■ Short task
Can you copy out, word for word, the stretch of the items below from the line containing "Reviewer note: verify that every instance of the tiled" through the line containing "[[554, 307]]", with both of those lines included?

■ Provided data
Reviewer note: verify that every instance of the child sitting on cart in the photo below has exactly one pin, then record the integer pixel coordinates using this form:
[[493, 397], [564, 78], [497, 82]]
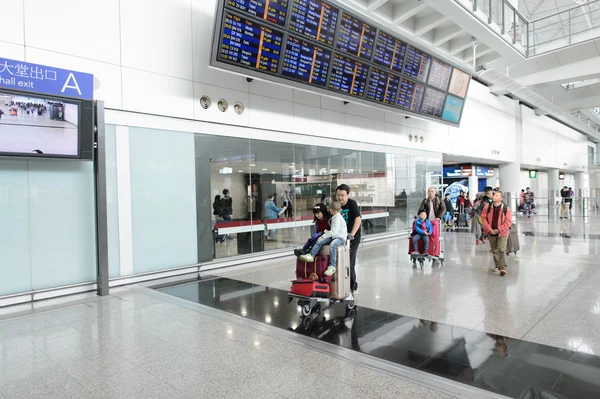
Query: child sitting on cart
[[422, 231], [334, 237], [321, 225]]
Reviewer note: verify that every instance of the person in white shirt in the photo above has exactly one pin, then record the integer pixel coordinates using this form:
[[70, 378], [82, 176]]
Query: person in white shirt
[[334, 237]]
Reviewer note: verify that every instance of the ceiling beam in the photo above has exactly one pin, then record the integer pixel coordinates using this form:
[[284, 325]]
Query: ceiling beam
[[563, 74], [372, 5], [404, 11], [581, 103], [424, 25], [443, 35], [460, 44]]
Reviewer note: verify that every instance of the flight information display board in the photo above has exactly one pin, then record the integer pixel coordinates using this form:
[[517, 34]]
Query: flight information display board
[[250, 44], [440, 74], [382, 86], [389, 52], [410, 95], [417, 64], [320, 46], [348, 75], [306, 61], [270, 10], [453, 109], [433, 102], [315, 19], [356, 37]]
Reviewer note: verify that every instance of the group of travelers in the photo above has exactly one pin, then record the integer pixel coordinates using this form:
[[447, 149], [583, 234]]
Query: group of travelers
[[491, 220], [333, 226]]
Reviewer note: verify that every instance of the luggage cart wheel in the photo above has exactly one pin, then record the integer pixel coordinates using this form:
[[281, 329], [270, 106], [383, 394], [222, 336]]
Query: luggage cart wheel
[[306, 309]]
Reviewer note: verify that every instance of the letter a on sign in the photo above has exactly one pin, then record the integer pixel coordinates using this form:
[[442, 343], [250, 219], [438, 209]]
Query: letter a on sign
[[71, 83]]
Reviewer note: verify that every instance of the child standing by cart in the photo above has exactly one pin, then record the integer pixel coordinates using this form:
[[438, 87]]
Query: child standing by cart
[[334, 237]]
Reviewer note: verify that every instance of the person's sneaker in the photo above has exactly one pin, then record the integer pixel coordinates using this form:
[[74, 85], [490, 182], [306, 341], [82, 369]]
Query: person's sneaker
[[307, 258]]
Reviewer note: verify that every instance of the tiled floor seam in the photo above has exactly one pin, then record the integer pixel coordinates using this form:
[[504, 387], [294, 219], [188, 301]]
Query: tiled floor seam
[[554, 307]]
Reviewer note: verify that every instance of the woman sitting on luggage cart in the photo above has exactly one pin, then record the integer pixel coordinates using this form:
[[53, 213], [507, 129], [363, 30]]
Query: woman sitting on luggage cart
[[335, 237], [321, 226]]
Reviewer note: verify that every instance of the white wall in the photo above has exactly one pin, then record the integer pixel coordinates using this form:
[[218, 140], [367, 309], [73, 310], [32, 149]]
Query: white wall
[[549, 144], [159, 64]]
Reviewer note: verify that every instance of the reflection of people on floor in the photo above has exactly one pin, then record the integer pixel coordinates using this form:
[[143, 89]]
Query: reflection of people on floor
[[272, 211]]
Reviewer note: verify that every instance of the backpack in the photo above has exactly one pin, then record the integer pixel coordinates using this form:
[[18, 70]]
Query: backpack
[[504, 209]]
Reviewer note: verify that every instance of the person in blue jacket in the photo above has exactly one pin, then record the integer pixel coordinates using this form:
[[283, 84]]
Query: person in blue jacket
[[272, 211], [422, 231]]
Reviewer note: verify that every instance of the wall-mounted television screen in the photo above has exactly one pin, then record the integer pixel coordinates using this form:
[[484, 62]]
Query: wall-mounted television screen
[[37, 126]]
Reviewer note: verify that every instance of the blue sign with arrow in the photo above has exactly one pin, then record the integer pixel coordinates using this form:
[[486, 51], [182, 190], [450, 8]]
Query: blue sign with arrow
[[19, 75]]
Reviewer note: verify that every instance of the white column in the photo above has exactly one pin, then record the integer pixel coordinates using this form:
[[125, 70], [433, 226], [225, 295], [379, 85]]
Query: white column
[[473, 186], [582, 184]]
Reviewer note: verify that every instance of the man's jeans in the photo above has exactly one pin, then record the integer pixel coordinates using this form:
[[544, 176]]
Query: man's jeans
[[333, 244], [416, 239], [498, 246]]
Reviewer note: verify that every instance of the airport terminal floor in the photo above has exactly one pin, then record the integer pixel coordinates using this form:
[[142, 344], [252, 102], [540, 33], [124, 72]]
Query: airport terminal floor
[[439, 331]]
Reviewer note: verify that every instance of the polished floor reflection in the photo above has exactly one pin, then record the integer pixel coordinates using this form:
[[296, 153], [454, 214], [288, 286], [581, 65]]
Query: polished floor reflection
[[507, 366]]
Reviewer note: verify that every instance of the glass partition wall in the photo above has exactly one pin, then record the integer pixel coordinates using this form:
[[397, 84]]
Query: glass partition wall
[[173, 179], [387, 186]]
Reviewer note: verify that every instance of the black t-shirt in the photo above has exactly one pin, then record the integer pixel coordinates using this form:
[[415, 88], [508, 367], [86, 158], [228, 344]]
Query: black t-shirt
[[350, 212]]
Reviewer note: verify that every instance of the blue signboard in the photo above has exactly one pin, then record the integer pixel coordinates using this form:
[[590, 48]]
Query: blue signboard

■ Result below
Reviewer note: verify that every instance of the tiled floor seam in the photo above has exactly one pin, then record the integer pixel coordinates using this form:
[[504, 387], [294, 219], [188, 301]]
Query: tiled floor seam
[[554, 307]]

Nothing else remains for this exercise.